Excerpts from point annotation data:
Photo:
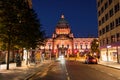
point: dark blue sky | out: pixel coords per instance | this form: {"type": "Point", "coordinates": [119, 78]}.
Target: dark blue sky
{"type": "Point", "coordinates": [80, 14]}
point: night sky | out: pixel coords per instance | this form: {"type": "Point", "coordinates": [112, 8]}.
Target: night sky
{"type": "Point", "coordinates": [80, 14]}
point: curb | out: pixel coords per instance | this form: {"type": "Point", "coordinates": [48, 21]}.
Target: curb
{"type": "Point", "coordinates": [109, 66]}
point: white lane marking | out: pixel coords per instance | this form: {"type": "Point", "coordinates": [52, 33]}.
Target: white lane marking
{"type": "Point", "coordinates": [118, 77]}
{"type": "Point", "coordinates": [110, 74]}
{"type": "Point", "coordinates": [67, 74]}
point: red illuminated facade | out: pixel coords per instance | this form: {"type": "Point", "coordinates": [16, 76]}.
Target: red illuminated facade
{"type": "Point", "coordinates": [63, 41]}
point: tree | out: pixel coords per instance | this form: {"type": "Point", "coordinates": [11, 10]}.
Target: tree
{"type": "Point", "coordinates": [95, 47]}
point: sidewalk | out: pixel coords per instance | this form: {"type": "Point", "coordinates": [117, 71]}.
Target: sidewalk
{"type": "Point", "coordinates": [20, 73]}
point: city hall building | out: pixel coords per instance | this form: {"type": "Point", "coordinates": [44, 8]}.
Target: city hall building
{"type": "Point", "coordinates": [64, 43]}
{"type": "Point", "coordinates": [109, 29]}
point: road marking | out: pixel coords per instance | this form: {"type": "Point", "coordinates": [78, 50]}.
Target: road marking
{"type": "Point", "coordinates": [68, 78]}
{"type": "Point", "coordinates": [110, 74]}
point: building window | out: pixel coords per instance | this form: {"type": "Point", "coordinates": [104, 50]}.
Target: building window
{"type": "Point", "coordinates": [117, 7]}
{"type": "Point", "coordinates": [107, 40]}
{"type": "Point", "coordinates": [111, 12]}
{"type": "Point", "coordinates": [103, 31]}
{"type": "Point", "coordinates": [102, 9]}
{"type": "Point", "coordinates": [106, 5]}
{"type": "Point", "coordinates": [112, 25]}
{"type": "Point", "coordinates": [100, 32]}
{"type": "Point", "coordinates": [76, 46]}
{"type": "Point", "coordinates": [57, 45]}
{"type": "Point", "coordinates": [112, 38]}
{"type": "Point", "coordinates": [98, 13]}
{"type": "Point", "coordinates": [99, 23]}
{"type": "Point", "coordinates": [103, 41]}
{"type": "Point", "coordinates": [103, 20]}
{"type": "Point", "coordinates": [106, 16]}
{"type": "Point", "coordinates": [101, 1]}
{"type": "Point", "coordinates": [110, 1]}
{"type": "Point", "coordinates": [81, 46]}
{"type": "Point", "coordinates": [86, 46]}
{"type": "Point", "coordinates": [68, 46]}
{"type": "Point", "coordinates": [107, 28]}
{"type": "Point", "coordinates": [98, 4]}
{"type": "Point", "coordinates": [117, 21]}
{"type": "Point", "coordinates": [118, 36]}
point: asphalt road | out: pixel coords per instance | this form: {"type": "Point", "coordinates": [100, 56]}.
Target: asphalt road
{"type": "Point", "coordinates": [75, 70]}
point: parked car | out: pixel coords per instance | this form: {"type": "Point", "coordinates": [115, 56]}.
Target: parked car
{"type": "Point", "coordinates": [91, 60]}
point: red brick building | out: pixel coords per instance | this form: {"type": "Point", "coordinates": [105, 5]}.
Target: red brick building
{"type": "Point", "coordinates": [63, 41]}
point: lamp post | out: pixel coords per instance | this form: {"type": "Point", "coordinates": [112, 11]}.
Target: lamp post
{"type": "Point", "coordinates": [109, 46]}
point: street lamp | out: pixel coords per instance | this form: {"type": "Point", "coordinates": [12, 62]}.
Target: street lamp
{"type": "Point", "coordinates": [109, 46]}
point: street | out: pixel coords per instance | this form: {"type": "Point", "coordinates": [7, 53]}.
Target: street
{"type": "Point", "coordinates": [76, 70]}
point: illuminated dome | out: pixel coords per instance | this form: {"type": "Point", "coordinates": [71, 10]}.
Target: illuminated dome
{"type": "Point", "coordinates": [62, 23]}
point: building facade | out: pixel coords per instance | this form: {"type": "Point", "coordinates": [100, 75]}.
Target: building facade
{"type": "Point", "coordinates": [64, 43]}
{"type": "Point", "coordinates": [109, 29]}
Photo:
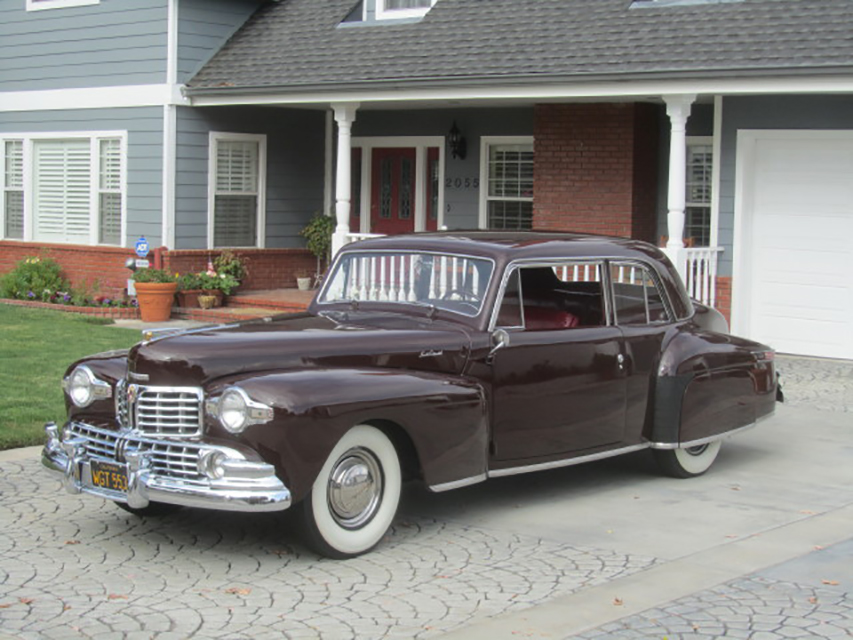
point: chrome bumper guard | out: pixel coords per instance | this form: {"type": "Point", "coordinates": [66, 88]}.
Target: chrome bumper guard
{"type": "Point", "coordinates": [236, 484]}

TASK DETAILS: Quote every line of the entries above word for word, omitting the pictures.

RESULT OF THE EXERCISE:
Photo:
point: dark blue sky | out: pixel coords per instance | this form: {"type": "Point", "coordinates": [119, 78]}.
Target: dark blue sky
{"type": "Point", "coordinates": [80, 14]}
point: night sky | out: pixel coords per instance | this form: {"type": "Point", "coordinates": [112, 8]}.
Target: night sky
{"type": "Point", "coordinates": [80, 14]}
point: curb | out: pixel coords per instance | this form: {"type": "Point", "coordinates": [48, 21]}.
Target: curb
{"type": "Point", "coordinates": [109, 66]}
point: white lane marking | out: pixel coords per instance | this form: {"type": "Point", "coordinates": [52, 33]}.
Target: white lane marking
{"type": "Point", "coordinates": [118, 77]}
{"type": "Point", "coordinates": [110, 74]}
{"type": "Point", "coordinates": [67, 74]}
point: red illuminated facade | out: pixel coords per instance | this form: {"type": "Point", "coordinates": [16, 76]}.
Target: red illuminated facade
{"type": "Point", "coordinates": [63, 41]}
point: tree | out: pixel coords per instance | this form: {"type": "Point", "coordinates": [11, 10]}.
Target: tree
{"type": "Point", "coordinates": [95, 47]}
point: sidewalk | out: pixel coords per instance | this form: {"type": "Point", "coordinates": [117, 71]}.
Target: sidewalk
{"type": "Point", "coordinates": [20, 73]}
point: city hall building | out: pixel coords per instance | this form: {"type": "Point", "coordinates": [44, 8]}.
Target: city hall building
{"type": "Point", "coordinates": [64, 43]}
{"type": "Point", "coordinates": [109, 29]}
point: road marking | out: pixel coords per instance | this form: {"type": "Point", "coordinates": [78, 50]}.
Target: road marking
{"type": "Point", "coordinates": [68, 78]}
{"type": "Point", "coordinates": [110, 74]}
point: building window | out: pixel coords per instance | this form: {"type": "Point", "coordinates": [104, 50]}.
Target: building window
{"type": "Point", "coordinates": [117, 7]}
{"type": "Point", "coordinates": [107, 40]}
{"type": "Point", "coordinates": [111, 12]}
{"type": "Point", "coordinates": [103, 31]}
{"type": "Point", "coordinates": [102, 9]}
{"type": "Point", "coordinates": [106, 5]}
{"type": "Point", "coordinates": [112, 25]}
{"type": "Point", "coordinates": [100, 32]}
{"type": "Point", "coordinates": [76, 46]}
{"type": "Point", "coordinates": [57, 45]}
{"type": "Point", "coordinates": [112, 38]}
{"type": "Point", "coordinates": [98, 13]}
{"type": "Point", "coordinates": [99, 23]}
{"type": "Point", "coordinates": [103, 41]}
{"type": "Point", "coordinates": [103, 20]}
{"type": "Point", "coordinates": [106, 16]}
{"type": "Point", "coordinates": [101, 1]}
{"type": "Point", "coordinates": [110, 1]}
{"type": "Point", "coordinates": [81, 46]}
{"type": "Point", "coordinates": [86, 46]}
{"type": "Point", "coordinates": [68, 46]}
{"type": "Point", "coordinates": [107, 28]}
{"type": "Point", "coordinates": [98, 4]}
{"type": "Point", "coordinates": [117, 21]}
{"type": "Point", "coordinates": [118, 36]}
point: asphalt road | out: pixel coords per instance | this form: {"type": "Point", "coordinates": [100, 56]}.
Target: asphalt road
{"type": "Point", "coordinates": [75, 70]}
point: parked car | out: pixel coords per instance | this form: {"type": "Point", "coordinates": [115, 56]}.
Target: parked car
{"type": "Point", "coordinates": [91, 60]}
point: red brick building | out: pixel coords per instance | this form: {"type": "Point", "coordinates": [105, 5]}.
Target: red brick building
{"type": "Point", "coordinates": [63, 41]}
point: lamp post | out: pixel coords per instance | this form: {"type": "Point", "coordinates": [112, 11]}.
Target: lamp post
{"type": "Point", "coordinates": [109, 46]}
point: street lamp | out: pixel coords per instance | this form: {"type": "Point", "coordinates": [12, 62]}.
Target: street lamp
{"type": "Point", "coordinates": [109, 46]}
point: street | out: pixel coords per instance | this form: {"type": "Point", "coordinates": [7, 53]}.
Target: street
{"type": "Point", "coordinates": [76, 70]}
point: illuminated dome | out: pixel coords per instance | this form: {"type": "Point", "coordinates": [71, 10]}.
Target: illuminated dome
{"type": "Point", "coordinates": [62, 23]}
point: building facade | out: pixel coords per instance | this form: {"type": "Point", "coordinates": [100, 75]}.
Target: building facade
{"type": "Point", "coordinates": [64, 43]}
{"type": "Point", "coordinates": [109, 29]}
Photo:
point: chrome bumper guard | out: pixel coords per instance | this form: {"type": "Point", "coordinates": [66, 88]}.
Target: chrome bumper guard
{"type": "Point", "coordinates": [236, 484]}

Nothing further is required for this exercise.